• Task to complete
Return the material exactly as supplied, apart from the pictures, which are omitted.

• Data supplied
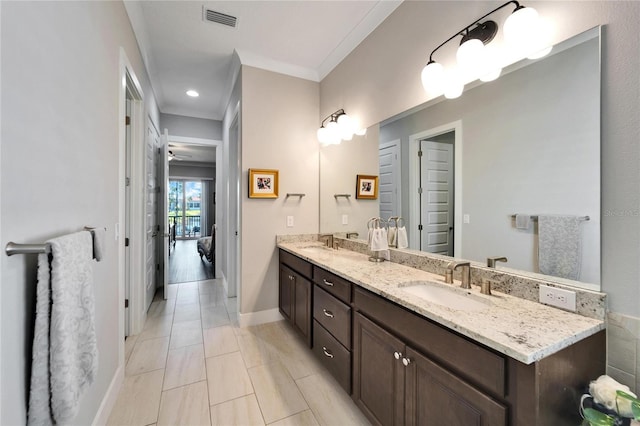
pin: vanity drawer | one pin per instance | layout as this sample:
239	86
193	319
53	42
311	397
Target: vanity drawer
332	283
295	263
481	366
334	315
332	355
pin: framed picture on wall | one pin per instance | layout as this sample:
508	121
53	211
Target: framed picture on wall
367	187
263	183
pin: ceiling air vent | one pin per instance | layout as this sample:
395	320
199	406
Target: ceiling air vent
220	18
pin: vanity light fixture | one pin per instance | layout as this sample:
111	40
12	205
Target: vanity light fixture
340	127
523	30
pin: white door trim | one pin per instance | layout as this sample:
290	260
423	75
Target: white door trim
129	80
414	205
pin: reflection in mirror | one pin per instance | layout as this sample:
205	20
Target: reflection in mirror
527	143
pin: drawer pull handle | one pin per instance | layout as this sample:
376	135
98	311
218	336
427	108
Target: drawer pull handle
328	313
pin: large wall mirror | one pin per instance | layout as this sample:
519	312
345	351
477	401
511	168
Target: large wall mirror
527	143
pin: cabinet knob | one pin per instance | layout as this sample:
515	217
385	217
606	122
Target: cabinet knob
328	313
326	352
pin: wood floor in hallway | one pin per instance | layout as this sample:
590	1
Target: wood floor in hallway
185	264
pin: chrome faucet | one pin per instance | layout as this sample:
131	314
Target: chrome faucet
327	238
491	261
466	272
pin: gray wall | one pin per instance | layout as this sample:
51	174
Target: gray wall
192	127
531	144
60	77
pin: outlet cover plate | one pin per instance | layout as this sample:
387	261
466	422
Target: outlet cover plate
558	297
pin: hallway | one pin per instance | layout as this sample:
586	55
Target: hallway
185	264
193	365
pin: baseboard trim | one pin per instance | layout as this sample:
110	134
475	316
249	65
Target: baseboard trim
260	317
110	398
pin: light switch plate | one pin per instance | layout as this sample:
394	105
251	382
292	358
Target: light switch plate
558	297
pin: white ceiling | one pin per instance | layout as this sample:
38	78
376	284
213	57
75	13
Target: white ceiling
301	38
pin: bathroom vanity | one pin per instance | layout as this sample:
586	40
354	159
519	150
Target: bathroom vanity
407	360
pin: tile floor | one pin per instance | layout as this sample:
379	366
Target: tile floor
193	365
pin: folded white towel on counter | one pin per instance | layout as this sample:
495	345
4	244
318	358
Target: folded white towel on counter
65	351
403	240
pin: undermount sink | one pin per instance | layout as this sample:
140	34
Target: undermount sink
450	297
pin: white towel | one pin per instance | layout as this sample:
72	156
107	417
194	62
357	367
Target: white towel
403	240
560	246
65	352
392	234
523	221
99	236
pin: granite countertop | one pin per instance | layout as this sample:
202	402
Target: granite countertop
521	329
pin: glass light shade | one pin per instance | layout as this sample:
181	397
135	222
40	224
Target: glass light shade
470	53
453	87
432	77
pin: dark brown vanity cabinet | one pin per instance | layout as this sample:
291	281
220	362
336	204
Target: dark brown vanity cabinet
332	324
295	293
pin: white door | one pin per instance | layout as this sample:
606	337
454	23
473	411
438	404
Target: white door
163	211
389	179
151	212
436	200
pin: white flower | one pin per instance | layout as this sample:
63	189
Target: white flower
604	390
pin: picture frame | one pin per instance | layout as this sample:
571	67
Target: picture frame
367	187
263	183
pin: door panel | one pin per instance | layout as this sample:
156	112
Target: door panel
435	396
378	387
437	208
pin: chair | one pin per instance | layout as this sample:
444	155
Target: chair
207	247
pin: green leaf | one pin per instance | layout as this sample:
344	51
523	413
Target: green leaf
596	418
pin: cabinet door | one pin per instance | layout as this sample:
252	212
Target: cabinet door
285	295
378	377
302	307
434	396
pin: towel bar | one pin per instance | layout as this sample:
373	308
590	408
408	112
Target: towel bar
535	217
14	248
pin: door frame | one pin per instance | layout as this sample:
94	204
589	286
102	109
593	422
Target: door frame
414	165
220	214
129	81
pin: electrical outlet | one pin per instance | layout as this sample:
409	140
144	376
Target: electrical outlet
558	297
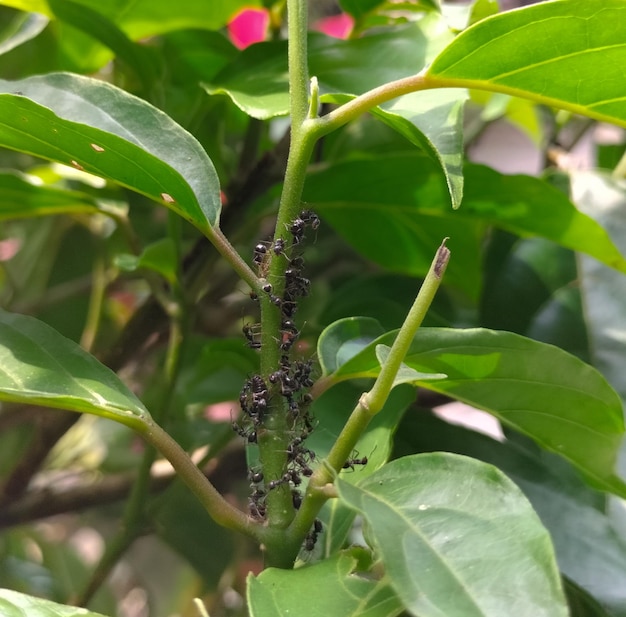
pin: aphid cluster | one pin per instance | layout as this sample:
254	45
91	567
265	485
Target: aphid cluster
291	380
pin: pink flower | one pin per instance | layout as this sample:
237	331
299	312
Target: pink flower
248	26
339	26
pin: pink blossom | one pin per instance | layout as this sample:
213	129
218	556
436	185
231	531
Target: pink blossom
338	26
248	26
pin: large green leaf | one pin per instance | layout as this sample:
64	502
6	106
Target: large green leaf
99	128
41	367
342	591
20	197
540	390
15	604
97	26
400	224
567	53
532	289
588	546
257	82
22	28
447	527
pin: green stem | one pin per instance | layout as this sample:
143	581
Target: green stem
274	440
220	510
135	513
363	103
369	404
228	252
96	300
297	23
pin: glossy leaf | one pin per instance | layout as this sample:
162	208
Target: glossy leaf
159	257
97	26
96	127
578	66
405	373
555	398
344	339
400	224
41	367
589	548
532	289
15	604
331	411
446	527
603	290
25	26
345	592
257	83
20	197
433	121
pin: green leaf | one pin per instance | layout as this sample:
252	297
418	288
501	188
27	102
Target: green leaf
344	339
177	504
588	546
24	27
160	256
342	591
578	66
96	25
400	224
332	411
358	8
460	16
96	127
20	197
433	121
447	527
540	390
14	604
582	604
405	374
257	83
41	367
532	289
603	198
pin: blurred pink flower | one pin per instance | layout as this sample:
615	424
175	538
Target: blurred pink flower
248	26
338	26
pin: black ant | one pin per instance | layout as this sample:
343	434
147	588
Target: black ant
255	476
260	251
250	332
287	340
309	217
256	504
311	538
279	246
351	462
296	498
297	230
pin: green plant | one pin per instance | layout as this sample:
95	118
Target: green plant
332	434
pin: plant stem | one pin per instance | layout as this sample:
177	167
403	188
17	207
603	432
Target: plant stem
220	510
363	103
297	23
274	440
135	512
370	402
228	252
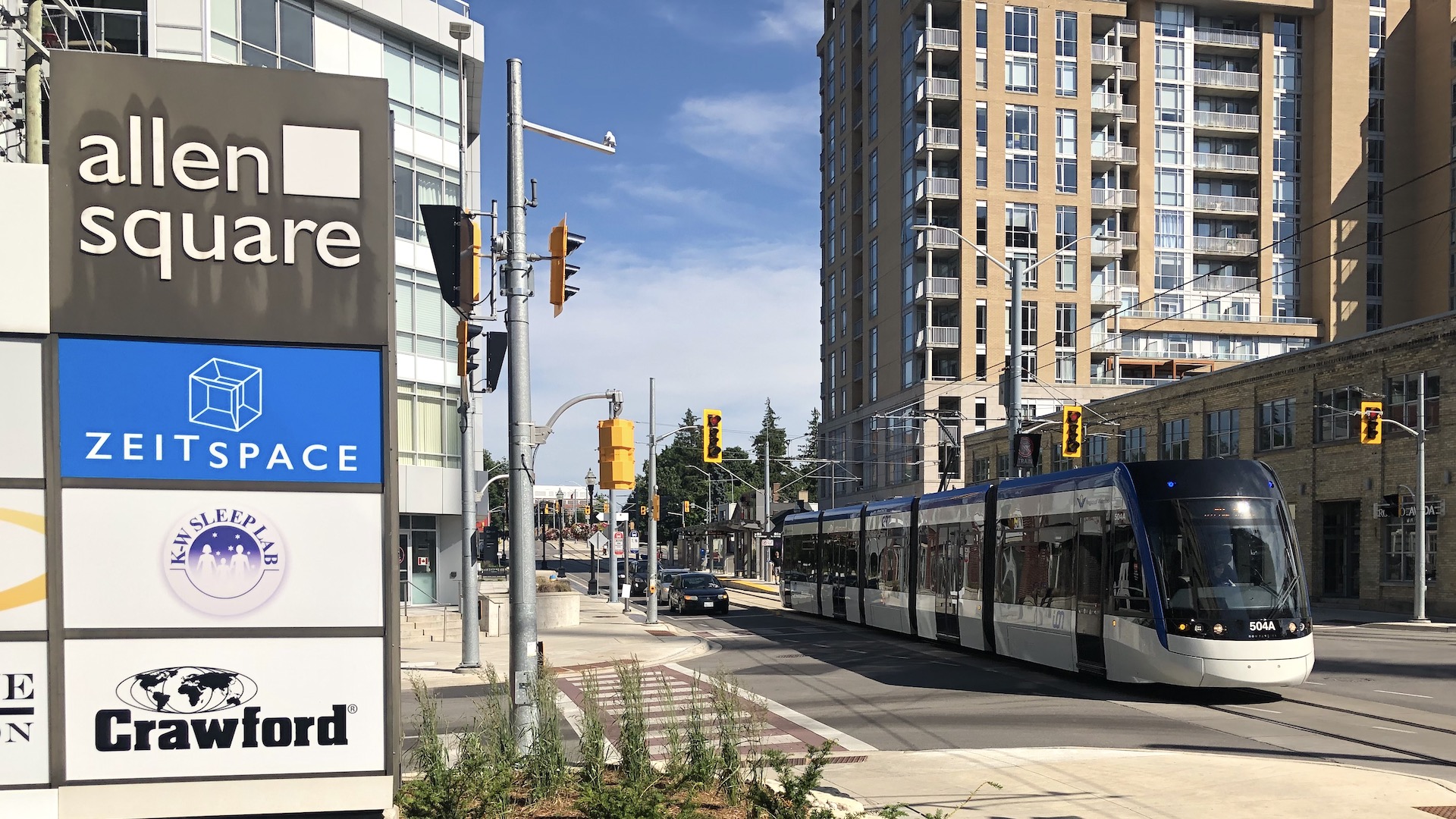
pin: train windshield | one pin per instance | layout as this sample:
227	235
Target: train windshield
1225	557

• Exercise response
pin: vanity drawer | one pin per instance | layout as this sample:
239	86
193	319
53	42
311	397
Target: vanity drawer
332	283
295	263
481	366
334	315
332	355
pin: framed picture on wall | one pin per instance | layout as this sample:
508	121
53	211
Target: framed picture on wall
367	187
263	183
pin: ceiling air vent | one pin per instance | layout as this sample:
395	320
199	406
Target: ceiling air vent
220	18
pin: vanity light fixture | one pin per instance | layout as this sample:
111	40
12	205
Target: vanity light fixture
340	127
523	30
pin: white door trim | one pin per instance | layout as this sample:
290	260
423	75
Target: white door trim
129	80
414	205
pin: reflection in mirror | one pin per instance | layout as this sample:
205	20
Target: reflection in mirror
527	143
pin: drawer pull handle | one pin per instance | layout as this sample:
376	135
98	311
218	336
427	108
Target: drawer pull handle
328	313
pin: large wall mirror | one pin per instance | layout as this sample:
519	312
345	351
477	401
511	168
Target: large wall mirror
527	143
pin: cabinet knob | one pin per instance | layout as this sample:
515	217
385	217
606	122
Target: cabinet knob
328	313
326	352
pin: wood floor in hallway | one pin per instance | layout as this sample:
590	1
Target: wood floor in hallway
185	264
pin: chrome faucet | one pin per instance | layout as this sample:
131	314
Target: chrome faucet
327	238
491	261
466	272
pin: gray wall | one pin per instance | layout as this sample:
51	174
Target: gray wall
192	127
531	144
60	77
pin: outlet cover plate | one pin per instance | layout as this sample:
387	261
466	422
Target: outlet cover plate
558	297
pin: hallway | one pin per instance | layout as this sample:
586	55
Target: hallway
185	264
193	365
pin: baseboard trim | one pin per instance | layout as this sample:
110	134
475	316
249	65
Target: baseboard trim
260	317
110	398
pin: light switch plate | one pin per instance | layout as this sample:
394	105
251	382
292	358
Target: light switch plate
558	297
pin: white ceiling | one pin per instance | layout as this sample:
38	78
376	284
213	57
75	13
Target: white ceiling
301	38
pin: bathroom vanity | one pin per instance | layout as this sample:
586	40
354	159
519	150
Target: bathroom vanity
407	360
pin: tile floor | one pin per instance | layout as this sample:
379	366
Target: tile floor
193	365
pin: folded white towel on counter | one pin per instance | layout as this sample:
495	345
4	244
318	358
Target: folded white towel on counter
65	351
403	240
pin: undermount sink | one pin per instance | layout as this sample:
140	34
Target: undermount sink
450	297
pin: white towel | one pin per instance | layout as this sample:
72	156
107	417
194	62
357	367
Target: white towel
403	240
560	246
65	352
392	234
523	221
99	236
pin: granite countertop | one pin per instance | layout as this sample:
202	402
Target: granite countertop
521	329
pin: glass light shade | one pin per instance | layout as this sample:
181	397
135	222
40	224
Target: glass light shade
470	53
453	87
432	77
pin: dark brown vanity cabinet | one pin per instance | layout as this sample:
291	281
220	362
336	204
Target: dark brown vanity cabinet
332	324
295	293
pin: white door | one pin per instance | layout as this sample:
606	337
454	23
473	411
438	404
Target: white door
163	211
389	179
151	212
436	200
pin: white flower | one pin per instance | layout as this sample:
63	189
Target: white flower
604	390
pin: picture frame | one pin per instance | layout as this sample:
571	67
Target: picture frame
367	187
263	183
pin: door panel | one pin per instance | layout as this sample:
156	112
Target: door panel
435	396
378	387
437	208
pin: chair | one pin per instance | layout as this sample:
444	155
Target: chair
207	247
pin: green leaf | one pin per instance | layout as this sample:
344	51
523	413
Target: green leaf
596	418
pin: cabinet door | one pin per instance | layout as this sample:
252	212
Target: cabinet door
285	295
378	377
302	307
434	396
pin: towel bar | one pin per instance | layout as this sample:
373	308
590	408
408	112
Target: towel bar
535	217
14	248
pin: door frame | one pin per instance | layout as this sample:
94	204
589	286
102	109
593	422
Target: door frame
414	165
220	214
129	81
pin: electrical outlet | one pin per instance | layout as this sample:
409	140
144	376
Target: electrical outlet
558	297
pin: aphid cluster | one pin per instance | layout as this sample:
254	45
91	567
265	485
Target: aphid cluster
291	380
pin: pink flower | one pin per instance | layout as this sample:
237	331
299	312
Target: pink flower
248	26
339	26
pin: pink blossom | one pin per instance | layout as this sample:
213	129
218	556
436	185
231	531
Target: pink blossom
338	26
248	26
pin: large green leaf | one pin per instance | layout as this sample:
64	502
6	106
Target: large green leaf
99	128
41	367
342	591
20	197
540	390
15	604
97	26
400	224
567	53
532	289
588	546
257	82
22	28
447	527
pin: green stem | one pin per instance | layout as this sample:
143	581
Target: green stem
274	440
220	510
135	513
363	103
369	404
228	252
96	300
297	23
pin: glossy leaf | one pin per instance | layout as this sample:
162	208
Target: glossy leaf
159	257
97	26
96	127
578	66
405	373
555	398
344	339
400	224
41	367
589	548
532	289
15	604
331	411
446	527
603	290
25	26
345	592
257	83
20	197
433	121
pin: green leaf | one pin per instance | layout as this sample:
252	297
418	288
501	188
27	102
Target: green leaf
344	339
177	504
588	546
24	27
160	256
342	591
578	66
96	25
400	224
332	411
358	8
460	16
96	127
20	197
433	121
447	527
540	390
14	604
582	604
405	374
257	83
41	367
532	289
603	198
pin: blurred pink flower | one pin per instance | layout as this sample:
615	424
175	538
Target: blurred pink flower
248	26
338	26
pin: black ant | one pin per instance | layout as this sample:
343	434
147	588
Target: black ant
255	476
260	251
250	332
287	340
309	217
256	504
311	538
279	246
351	462
296	498
297	230
pin: green plant | one pin per instance | layout as this sample:
95	118
Target: green plant
332	434
pin: plant stem | one pin per instance | layout as this sample:
177	167
403	188
17	207
603	432
Target: plant stem
220	510
363	103
297	23
274	440
135	512
370	402
228	252
pin: train windshield | one pin per instance | layout as this sample:
227	235
Target: train windshield
1225	557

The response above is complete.